- [Your instructions]
Copy, from the data below, every line that has "rafter" in it.

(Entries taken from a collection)
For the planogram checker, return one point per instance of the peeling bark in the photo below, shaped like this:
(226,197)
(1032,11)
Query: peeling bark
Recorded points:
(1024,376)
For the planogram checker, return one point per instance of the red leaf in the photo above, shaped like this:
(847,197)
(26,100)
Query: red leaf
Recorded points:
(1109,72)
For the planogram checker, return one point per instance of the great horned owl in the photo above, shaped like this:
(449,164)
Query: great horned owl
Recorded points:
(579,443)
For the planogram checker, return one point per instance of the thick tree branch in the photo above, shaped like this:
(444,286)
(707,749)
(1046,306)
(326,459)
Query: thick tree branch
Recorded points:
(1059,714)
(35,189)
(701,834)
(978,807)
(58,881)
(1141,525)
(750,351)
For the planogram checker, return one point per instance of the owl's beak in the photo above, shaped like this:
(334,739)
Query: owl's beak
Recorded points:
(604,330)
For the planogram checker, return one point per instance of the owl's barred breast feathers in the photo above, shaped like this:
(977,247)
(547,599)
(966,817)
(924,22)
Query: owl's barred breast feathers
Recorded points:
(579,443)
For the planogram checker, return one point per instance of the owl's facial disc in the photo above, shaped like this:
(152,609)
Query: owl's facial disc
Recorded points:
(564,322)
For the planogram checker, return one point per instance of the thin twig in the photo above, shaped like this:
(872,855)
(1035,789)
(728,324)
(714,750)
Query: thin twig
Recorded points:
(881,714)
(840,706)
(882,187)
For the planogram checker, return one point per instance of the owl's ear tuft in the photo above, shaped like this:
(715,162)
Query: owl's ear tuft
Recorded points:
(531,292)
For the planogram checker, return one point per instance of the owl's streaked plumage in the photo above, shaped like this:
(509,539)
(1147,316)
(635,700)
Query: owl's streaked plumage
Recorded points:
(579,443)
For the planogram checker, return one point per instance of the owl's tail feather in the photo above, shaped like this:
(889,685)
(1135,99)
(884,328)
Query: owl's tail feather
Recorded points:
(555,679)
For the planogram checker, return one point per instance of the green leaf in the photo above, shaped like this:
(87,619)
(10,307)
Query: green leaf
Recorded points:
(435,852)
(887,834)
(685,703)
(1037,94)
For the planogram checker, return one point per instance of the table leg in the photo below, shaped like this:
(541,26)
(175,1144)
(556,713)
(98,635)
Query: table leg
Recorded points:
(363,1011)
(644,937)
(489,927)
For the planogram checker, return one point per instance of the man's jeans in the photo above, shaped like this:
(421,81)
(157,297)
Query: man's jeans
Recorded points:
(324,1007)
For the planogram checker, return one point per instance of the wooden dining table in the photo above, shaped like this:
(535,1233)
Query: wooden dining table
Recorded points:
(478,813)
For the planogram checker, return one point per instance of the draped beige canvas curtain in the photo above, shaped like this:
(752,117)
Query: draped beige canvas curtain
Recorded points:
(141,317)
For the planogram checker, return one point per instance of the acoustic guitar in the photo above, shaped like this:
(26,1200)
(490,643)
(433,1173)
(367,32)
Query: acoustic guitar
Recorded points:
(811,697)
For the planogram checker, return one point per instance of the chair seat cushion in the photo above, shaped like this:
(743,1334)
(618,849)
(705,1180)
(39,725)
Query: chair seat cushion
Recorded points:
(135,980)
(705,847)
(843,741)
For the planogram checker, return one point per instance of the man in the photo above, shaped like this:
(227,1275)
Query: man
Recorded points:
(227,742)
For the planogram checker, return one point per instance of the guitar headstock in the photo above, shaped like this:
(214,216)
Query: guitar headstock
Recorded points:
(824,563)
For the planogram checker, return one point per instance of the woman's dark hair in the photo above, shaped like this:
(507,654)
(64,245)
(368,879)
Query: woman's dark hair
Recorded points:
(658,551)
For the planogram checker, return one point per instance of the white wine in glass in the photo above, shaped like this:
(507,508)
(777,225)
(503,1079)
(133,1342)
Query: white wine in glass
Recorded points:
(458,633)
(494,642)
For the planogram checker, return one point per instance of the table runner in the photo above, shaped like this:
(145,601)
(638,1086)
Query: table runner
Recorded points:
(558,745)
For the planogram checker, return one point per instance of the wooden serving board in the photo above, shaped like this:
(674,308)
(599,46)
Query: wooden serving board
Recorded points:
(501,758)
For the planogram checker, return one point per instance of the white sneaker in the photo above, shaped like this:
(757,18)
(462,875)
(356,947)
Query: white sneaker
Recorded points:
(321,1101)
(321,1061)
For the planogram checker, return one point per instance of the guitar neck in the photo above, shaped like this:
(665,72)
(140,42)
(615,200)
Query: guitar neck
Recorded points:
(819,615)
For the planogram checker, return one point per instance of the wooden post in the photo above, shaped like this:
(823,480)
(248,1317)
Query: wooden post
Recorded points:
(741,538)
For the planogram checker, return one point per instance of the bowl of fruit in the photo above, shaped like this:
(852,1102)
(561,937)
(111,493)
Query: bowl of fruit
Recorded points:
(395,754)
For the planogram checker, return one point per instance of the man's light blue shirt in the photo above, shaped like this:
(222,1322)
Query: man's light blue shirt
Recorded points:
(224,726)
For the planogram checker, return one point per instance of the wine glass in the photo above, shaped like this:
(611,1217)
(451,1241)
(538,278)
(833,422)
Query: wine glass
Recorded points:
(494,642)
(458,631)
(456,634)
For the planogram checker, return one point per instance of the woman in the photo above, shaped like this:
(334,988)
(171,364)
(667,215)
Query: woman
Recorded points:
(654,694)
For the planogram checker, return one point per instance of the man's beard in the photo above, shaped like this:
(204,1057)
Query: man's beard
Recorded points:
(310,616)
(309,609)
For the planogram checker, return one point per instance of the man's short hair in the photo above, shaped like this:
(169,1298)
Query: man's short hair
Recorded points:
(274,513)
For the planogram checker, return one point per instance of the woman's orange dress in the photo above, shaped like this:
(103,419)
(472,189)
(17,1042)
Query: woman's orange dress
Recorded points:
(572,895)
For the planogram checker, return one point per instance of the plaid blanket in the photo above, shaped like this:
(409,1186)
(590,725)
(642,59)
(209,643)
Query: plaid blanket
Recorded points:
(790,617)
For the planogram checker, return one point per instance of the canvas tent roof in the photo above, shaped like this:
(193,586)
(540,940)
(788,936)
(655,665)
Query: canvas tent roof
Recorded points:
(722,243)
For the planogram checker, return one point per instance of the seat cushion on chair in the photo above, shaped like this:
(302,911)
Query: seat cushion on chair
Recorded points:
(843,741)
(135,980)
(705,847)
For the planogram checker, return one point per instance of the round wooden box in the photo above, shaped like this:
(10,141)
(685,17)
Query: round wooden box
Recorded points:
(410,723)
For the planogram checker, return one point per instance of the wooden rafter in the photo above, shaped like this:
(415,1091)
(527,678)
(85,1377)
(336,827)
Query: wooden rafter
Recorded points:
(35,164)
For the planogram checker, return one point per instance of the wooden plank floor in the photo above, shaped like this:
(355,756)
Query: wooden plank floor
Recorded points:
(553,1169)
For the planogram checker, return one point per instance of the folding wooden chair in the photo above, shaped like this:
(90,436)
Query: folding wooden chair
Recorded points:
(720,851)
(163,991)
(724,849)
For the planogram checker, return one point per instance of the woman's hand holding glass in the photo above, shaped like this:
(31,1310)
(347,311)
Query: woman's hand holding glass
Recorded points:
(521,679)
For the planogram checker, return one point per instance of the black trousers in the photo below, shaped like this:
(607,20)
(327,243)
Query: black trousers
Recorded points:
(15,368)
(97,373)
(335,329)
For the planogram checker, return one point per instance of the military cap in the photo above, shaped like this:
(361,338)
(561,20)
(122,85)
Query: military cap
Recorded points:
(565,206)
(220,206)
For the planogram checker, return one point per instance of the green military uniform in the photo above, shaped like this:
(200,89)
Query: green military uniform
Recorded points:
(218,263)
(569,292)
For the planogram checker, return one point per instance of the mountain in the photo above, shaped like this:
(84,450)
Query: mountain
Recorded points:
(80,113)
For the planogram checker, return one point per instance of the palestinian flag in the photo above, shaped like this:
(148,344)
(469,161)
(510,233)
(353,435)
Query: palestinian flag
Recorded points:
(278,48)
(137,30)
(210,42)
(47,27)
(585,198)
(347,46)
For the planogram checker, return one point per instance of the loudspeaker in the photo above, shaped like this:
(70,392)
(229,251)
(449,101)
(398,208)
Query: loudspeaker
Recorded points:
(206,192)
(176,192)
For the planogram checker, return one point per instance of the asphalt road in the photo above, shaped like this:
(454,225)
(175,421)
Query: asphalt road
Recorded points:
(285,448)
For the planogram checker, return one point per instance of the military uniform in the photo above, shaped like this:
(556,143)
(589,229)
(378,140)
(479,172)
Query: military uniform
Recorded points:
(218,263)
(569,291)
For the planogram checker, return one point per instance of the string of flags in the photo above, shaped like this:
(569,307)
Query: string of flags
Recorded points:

- [Solution to this task]
For the planogram checker, return one point per instance of the wooden rafter in the photo above, shaped like this:
Query: wooden rafter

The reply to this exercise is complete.